* **Selected excerpt**:

Daniel Abayomi, a prolific product Designer began his journey by sketching items on Pinterest, today he has grown to become Product designer with Facebook and in tis interview he shares his story with us. Happy Reading!
Please introduce yourself.
Hello, I’m Daniel Abayomi. I’ve been in design for the past four years and counting. However, before becoming a designer, I worked as a frontend engineer. I actually have three years of frontend engineering expertise, but I didn’t see myself doing that in the long term. That was the driving force behind my decision to change careers. When it comes to range, I believe I have earned my bragging rights due to my diverse experience in the Fintech, Healthcare, Hospitality, Blockchain, Education, and Automobile Industries. Just kidding, no bragging here.
Can you detail your journey into technology?
My journey into tech started with frontend development in 2017. I worked with a small team as a front-end developer. In my free time, I would spend hours on Pinterest sketching furniture, shoes, lights, and other items. I didn’t have any experience with design at the time. While surfing Twitter one weekend in 2018, I came upon a Slack channel for designers and decided to join. I developed a strong interest in user interface design. A fellow designer helped me get started by sharing a couple of resources. I practiced a lot. I would look at other designers’ work I admired and try to replicate them. I would dissect a design and try to understand why the designer chose to design a certain way the product was designed. I was very curious. That curiosity has greatly shaped how I approach design. I began freelancing on the side and taking on pro bono projects for friends as well just so that I can gain more experience but it hasn’t always been rosy. I’ve had at least 200 rejections in my career. Things have also worked out quite well; I consulted for several foreign organizations, and shortly before the end of 2021, I was offered a job with Facebook.

* **Dataset records**:
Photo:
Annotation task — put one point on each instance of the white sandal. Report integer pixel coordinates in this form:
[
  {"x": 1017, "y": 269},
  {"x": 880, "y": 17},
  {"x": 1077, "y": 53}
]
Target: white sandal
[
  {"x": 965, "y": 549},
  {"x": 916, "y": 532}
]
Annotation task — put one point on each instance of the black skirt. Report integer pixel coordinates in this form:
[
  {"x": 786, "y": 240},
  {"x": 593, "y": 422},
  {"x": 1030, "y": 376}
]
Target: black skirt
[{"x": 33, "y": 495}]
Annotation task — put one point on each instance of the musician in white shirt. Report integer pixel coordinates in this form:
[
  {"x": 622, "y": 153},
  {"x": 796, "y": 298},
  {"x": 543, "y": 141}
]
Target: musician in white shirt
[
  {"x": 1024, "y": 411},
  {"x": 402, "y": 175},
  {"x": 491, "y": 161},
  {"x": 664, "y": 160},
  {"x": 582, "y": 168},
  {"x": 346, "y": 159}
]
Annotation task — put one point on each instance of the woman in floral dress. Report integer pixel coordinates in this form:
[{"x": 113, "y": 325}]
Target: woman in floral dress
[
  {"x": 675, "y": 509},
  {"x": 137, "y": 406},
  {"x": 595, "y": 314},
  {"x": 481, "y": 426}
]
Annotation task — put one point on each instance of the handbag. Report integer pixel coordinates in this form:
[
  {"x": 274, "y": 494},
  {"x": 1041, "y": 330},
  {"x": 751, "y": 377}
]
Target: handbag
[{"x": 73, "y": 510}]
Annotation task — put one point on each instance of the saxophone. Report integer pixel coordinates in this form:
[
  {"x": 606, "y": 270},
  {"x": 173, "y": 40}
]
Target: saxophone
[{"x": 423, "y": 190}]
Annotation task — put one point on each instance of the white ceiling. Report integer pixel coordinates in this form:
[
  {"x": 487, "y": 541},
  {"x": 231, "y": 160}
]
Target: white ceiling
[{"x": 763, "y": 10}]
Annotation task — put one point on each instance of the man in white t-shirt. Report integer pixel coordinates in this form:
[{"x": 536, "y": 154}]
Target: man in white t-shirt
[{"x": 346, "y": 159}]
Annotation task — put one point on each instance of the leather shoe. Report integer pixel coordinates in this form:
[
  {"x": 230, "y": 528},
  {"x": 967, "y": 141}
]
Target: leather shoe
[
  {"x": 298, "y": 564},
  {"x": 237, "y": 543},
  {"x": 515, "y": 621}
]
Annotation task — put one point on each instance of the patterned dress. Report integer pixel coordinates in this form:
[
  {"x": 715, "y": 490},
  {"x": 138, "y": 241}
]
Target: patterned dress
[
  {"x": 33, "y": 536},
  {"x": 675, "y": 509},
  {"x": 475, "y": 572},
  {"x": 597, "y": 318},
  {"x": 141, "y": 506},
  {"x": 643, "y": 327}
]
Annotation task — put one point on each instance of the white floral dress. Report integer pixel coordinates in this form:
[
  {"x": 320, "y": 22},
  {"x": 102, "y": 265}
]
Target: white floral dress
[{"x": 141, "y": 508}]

* **Problem**: Write down the passage of the Daniel Abayomi interview between "Daniel Abayomi, a" and "journey into technology?", inclusive, with its wording unchanged. The records come from a separate source.

* **Written answer**:
Daniel Abayomi, a prolific product Designer began his journey by sketching items on Pinterest, today he has grown to become Product designer with Facebook and in tis interview he shares his story with us. Happy Reading!
Please introduce yourself.
Hello, I’m Daniel Abayomi. I’ve been in design for the past four years and counting. However, before becoming a designer, I worked as a frontend engineer. I actually have three years of frontend engineering expertise, but I didn’t see myself doing that in the long term. That was the driving force behind my decision to change careers. When it comes to range, I believe I have earned my bragging rights due to my diverse experience in the Fintech, Healthcare, Hospitality, Blockchain, Education, and Automobile Industries. Just kidding, no bragging here.
Can you detail your journey into technology?